| ЗАДАНИЕ |
Продолжите приведенное ниже интервью о первых шагах в журналистике, начав сразу после его последней реплики.

До «Страны» чего я только не делала, даже поработала редактором в православном издательстве — мы издали там книгу диакона Кураева. Потом на подворье Сретенского монастыря целый год пытались издать журнал, была я редактором в программе «Дело житейское» с отцом Алексеем Уминским. Но уже тогда мне было понятно, что не хочу я работать только в православной нише. Стала пытаться вырваться – ан нет, никто не берет. Полтора года ходила по собеседованиям, и они обычно заканчивались на первом вопросе «Где работали?» Я начинала что-то уныло мычать про православные издательства, журналы и программы – и это был конец.
— Одним из первых ваших материалов стало интервью с Константином Кинчевым?
— Скорее, все же, одним из тех материалов, о которых стоит упоминать. Да, в 2000 году я действительно взяла интервью у Кинчева. Оно вышло на сайте Православие 2000 — сейчас сайт Сретенского монастыря. Кстати, спасибо Косте, за то, что он был предельно откровенен — интервью получилось живым и интересным. У них материал на полтора месяца стал хитом по посещаемости, а мне помог тем, что стал пропуском, рекомендацией в «Страну.Ru».
Меня взяли в новостную службу выходного дня: мы работали по двенадцать часов в смену, обедали у компьютеров — отходить было не то, что запрещено, просто невозможно. Но это была отличная школа – при желании я могу до сих пор выпускать новость в три минуты.
— Новость в три минуты для времен медленного интернета?
— Аня, я не знаю, что такое медленный интернет. И руководство не подозревало, что оно работает в какие-то особые или «не такие» времена. Надо было так, значит, делали так. Там слабые не выживали. Но я, видимо, всегда обладала профессиональной наглостью и отчаянием.

| ИСХОДНЫЕ ДАННЫЕ |

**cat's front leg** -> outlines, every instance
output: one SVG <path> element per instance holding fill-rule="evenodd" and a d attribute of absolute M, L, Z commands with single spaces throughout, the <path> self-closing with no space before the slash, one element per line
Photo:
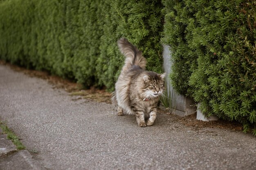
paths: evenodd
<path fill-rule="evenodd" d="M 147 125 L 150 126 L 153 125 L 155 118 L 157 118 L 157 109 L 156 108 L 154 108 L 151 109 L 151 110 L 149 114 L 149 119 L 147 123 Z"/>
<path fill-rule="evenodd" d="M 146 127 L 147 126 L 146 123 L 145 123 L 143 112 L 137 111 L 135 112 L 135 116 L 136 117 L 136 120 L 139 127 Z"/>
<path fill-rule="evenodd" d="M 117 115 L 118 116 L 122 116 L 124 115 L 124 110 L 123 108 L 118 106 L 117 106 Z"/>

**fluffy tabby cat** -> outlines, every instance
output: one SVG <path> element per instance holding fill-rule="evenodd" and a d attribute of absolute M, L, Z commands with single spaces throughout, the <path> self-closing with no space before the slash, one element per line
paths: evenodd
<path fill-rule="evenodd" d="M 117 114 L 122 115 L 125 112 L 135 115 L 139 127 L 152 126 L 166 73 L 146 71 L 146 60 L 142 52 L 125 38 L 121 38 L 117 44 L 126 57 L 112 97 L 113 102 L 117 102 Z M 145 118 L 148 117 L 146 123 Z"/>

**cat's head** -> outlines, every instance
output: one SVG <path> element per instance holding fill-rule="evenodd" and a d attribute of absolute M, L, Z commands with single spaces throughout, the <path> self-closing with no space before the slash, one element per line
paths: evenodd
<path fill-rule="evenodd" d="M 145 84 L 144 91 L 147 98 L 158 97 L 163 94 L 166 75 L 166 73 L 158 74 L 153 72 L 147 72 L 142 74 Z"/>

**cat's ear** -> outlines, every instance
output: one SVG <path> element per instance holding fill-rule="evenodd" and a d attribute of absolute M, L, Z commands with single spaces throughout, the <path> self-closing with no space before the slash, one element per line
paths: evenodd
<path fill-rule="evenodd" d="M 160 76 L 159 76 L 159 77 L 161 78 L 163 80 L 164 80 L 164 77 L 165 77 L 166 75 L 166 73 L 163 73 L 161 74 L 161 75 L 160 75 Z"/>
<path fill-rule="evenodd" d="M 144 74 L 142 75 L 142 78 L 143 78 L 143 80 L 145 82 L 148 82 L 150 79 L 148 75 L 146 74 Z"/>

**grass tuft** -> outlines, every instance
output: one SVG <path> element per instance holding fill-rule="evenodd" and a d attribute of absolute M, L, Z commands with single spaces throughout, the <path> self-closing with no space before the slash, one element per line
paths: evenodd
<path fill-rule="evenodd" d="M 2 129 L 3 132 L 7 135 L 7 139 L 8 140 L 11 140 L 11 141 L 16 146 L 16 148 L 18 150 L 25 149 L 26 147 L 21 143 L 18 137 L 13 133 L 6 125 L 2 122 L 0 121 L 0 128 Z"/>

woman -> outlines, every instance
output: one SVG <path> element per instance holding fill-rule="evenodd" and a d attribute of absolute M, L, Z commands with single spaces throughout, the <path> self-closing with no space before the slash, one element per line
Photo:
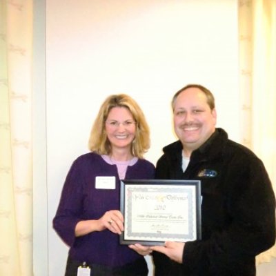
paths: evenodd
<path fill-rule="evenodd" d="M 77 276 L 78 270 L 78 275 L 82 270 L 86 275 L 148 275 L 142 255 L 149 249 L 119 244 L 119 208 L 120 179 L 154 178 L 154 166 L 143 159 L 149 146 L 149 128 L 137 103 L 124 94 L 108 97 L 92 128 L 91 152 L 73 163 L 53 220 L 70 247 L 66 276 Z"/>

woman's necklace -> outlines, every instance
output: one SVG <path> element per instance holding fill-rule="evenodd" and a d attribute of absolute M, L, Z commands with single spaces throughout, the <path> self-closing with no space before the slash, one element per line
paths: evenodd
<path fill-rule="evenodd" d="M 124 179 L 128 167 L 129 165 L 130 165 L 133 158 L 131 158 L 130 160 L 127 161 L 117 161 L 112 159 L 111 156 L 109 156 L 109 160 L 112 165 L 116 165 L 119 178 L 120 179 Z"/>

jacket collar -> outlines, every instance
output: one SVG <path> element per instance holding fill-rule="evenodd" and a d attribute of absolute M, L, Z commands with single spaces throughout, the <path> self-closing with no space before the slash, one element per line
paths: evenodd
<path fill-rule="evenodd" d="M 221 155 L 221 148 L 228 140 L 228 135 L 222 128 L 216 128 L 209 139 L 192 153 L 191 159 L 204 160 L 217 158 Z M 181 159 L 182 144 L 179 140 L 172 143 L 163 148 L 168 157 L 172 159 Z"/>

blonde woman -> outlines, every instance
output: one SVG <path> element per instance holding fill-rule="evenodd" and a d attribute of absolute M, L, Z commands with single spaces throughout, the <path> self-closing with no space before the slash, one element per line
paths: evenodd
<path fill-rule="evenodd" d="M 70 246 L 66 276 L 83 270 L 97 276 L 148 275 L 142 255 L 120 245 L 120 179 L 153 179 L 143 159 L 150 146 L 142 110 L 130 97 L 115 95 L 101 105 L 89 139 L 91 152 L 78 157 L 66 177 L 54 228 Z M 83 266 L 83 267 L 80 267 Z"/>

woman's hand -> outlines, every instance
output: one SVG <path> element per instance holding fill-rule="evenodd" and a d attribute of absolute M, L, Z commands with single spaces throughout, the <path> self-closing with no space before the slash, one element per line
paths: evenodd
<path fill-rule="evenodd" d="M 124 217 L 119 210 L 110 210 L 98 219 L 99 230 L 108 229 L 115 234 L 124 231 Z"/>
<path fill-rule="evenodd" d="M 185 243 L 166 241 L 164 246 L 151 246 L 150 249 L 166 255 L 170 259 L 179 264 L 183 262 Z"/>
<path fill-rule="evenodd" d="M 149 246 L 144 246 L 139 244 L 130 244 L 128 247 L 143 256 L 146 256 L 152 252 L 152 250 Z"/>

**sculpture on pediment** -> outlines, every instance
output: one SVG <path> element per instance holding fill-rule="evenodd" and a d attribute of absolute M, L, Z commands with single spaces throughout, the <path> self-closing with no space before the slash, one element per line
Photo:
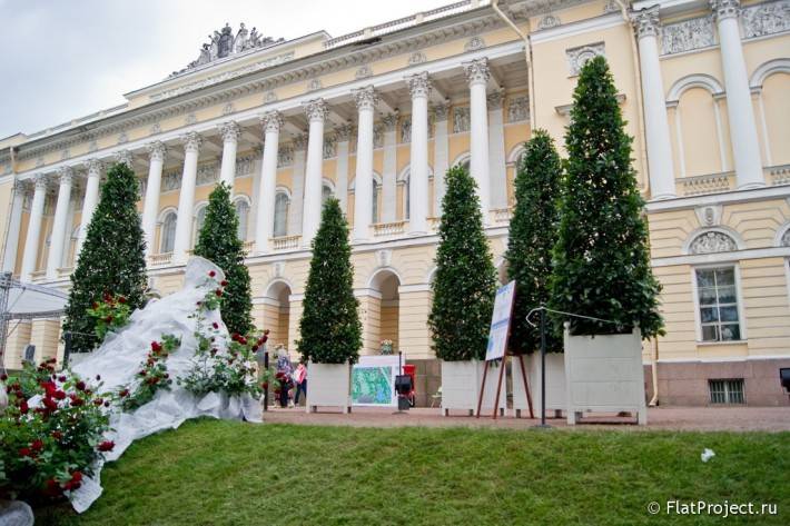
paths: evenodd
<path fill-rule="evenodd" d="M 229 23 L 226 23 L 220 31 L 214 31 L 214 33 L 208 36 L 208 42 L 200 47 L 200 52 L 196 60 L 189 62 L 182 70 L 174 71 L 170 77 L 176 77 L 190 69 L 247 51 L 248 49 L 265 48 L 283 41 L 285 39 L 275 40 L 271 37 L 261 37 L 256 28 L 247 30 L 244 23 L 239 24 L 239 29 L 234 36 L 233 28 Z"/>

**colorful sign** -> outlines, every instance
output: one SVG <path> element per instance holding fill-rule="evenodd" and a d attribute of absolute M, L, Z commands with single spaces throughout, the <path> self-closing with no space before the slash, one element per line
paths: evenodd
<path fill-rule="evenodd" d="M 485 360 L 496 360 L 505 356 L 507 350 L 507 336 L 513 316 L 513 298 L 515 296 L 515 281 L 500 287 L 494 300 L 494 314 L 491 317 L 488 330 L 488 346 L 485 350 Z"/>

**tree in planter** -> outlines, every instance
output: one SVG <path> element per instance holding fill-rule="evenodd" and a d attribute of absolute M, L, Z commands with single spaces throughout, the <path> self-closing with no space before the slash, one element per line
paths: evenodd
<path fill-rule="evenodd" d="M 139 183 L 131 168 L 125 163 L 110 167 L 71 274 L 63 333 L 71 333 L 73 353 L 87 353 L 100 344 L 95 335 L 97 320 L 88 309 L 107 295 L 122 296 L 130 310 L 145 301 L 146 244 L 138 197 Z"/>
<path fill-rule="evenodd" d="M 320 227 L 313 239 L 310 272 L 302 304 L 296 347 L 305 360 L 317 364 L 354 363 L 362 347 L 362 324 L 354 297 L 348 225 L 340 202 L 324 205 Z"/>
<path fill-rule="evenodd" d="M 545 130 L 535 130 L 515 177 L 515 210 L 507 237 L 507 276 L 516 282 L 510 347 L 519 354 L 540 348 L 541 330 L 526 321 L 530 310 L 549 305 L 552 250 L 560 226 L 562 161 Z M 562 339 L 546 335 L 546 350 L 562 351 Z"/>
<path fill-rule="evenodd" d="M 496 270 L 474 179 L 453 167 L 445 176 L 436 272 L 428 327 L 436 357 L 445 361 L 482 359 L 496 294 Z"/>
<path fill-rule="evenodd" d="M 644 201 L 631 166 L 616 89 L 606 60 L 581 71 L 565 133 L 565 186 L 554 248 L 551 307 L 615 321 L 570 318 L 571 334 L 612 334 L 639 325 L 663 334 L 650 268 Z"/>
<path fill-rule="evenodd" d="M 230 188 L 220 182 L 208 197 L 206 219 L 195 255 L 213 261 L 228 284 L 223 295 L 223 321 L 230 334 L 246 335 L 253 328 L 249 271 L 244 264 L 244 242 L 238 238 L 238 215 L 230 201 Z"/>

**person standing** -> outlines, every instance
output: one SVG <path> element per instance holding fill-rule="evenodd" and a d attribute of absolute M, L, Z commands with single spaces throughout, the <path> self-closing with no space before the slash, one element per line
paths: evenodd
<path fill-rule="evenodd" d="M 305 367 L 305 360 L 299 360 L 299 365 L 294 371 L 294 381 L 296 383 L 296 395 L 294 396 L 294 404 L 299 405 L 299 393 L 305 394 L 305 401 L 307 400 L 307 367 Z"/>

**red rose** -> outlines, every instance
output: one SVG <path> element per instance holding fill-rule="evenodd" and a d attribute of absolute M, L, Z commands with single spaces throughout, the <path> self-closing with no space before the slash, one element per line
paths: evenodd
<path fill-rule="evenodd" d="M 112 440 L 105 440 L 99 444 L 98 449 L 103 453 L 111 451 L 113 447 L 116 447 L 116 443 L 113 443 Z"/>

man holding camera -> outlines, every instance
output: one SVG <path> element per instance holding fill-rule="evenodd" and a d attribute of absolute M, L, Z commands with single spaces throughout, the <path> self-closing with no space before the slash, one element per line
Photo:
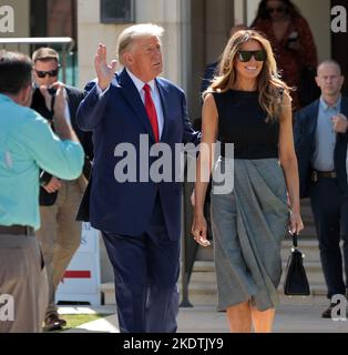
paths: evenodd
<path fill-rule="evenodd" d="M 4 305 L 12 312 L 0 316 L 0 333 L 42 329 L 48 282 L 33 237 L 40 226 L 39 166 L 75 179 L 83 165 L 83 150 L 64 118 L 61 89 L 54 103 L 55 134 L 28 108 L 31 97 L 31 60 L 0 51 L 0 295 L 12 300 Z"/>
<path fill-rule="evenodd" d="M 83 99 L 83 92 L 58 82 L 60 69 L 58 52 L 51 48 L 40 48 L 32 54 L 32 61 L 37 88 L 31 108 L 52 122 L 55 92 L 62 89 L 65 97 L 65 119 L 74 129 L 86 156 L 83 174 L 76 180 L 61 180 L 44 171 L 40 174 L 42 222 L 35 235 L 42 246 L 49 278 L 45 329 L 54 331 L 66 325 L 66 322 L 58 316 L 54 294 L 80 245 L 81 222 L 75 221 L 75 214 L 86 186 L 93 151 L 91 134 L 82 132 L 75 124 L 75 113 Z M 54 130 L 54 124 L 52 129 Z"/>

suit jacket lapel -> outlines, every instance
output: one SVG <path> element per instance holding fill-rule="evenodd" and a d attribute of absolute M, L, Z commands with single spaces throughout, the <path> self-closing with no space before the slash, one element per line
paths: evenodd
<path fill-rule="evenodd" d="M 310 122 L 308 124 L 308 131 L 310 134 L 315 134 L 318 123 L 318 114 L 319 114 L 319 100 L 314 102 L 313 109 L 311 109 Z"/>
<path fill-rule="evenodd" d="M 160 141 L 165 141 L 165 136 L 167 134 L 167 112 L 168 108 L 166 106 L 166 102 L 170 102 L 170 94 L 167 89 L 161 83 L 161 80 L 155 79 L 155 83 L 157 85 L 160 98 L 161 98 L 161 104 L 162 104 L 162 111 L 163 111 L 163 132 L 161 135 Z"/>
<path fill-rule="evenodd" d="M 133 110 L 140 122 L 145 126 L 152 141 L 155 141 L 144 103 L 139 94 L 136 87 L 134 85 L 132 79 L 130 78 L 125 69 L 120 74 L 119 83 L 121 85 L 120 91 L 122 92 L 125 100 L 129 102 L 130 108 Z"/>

| ОТВЕТ |
Начнем с того, что я пришла работать в интернет, ни разу до того не побывав в нем. Был месяц испытательного срока: не всех брали, но мне каким-то образом удалось остаться.
Как я рассердила Патриарха
— Совсем скоро вы становитесь редактором раздела «Религия» на портале, и вы ведь были первой женщиной в новой журналистике, возглавившей отдел «Религия»…
— Сомневались все вокруг. Помню, как говорила с Джованни Гуайта, он тогда еще был мирянином и католиком, и по моему разумению обязан был быть прогрессивным. И вдруг я слышу от него: «Женщина будет редактором отдела религии на «Стране»?!»
У православных тоже скепсиса оказалось предостаточно. В то время женщина-журналист, пишущая о Церкви, о религии – вообще была нетипичным явлением. Знаете, в Даниловом монастыре, там, где пресса ожидает выходов патриарха, даже не было женского туалета. А что уж говорить о том, чтобы женщина стала редактором.
— О чем вы к тому моменту писали?
— Тогда живо обсуждались два вопроса – проблемы с расколом в РПЦЗ и взаимоотношения с католиками. С написанием статей на эти темы у меня не было проблем – католиков я знала много лет, а по поводу РПЦЗ… у меня был личный серый кардинал. Не скрою, первые статьи писались едва ли не под диктовку. Впрочем, было бы что сложного – разобраться что к чему.
А меня саму интересовала проблемы подрастающего поколения в Церкви и социалка, так появились статьи «Почему подростки уходят из церкви?» и «Хочу быть матушкой». О судьбе последней я ничего не знала до 2006-2007 года, когда некий выпускник семинарии, сказал, что каждый год молодому человеку, который поступает в МДС, дарят мою статью, а девочек, которые живут при Сергиевом Посаде, называют ХБМ-ками. Оказалось, что текст до сих пор актуален.
Я ужасно боялась его перечитать спустя столько лет, но один раз дрожащей рукой открыла. Могу сказать, что мне за него не стыдно до сих пор.
— Началась рубрика «Религия» в Стране.Ru…
— Да. Действовала я неуверенно, но весьма нагло. У Страны.Ru была плохая репутация в сфере религии: благодаря одному несмолкающему и громкоговорящему рупору некого союза православного все были уверены, что сайт отражает позицию РПАЦ.
С другой стороны, в Стране работал одиозный субъект – Филипп Тараторкин. Сын известного актера Георгия Георгиевича в какой-то момент объявил, что он – священник. При этом никто не мог понять, действительно ли Филипп – священник или нет, и какой Церкви? Потом появились предположения, что его рукоположили где-то в автономной церкви, но уверенности ни в чем не было.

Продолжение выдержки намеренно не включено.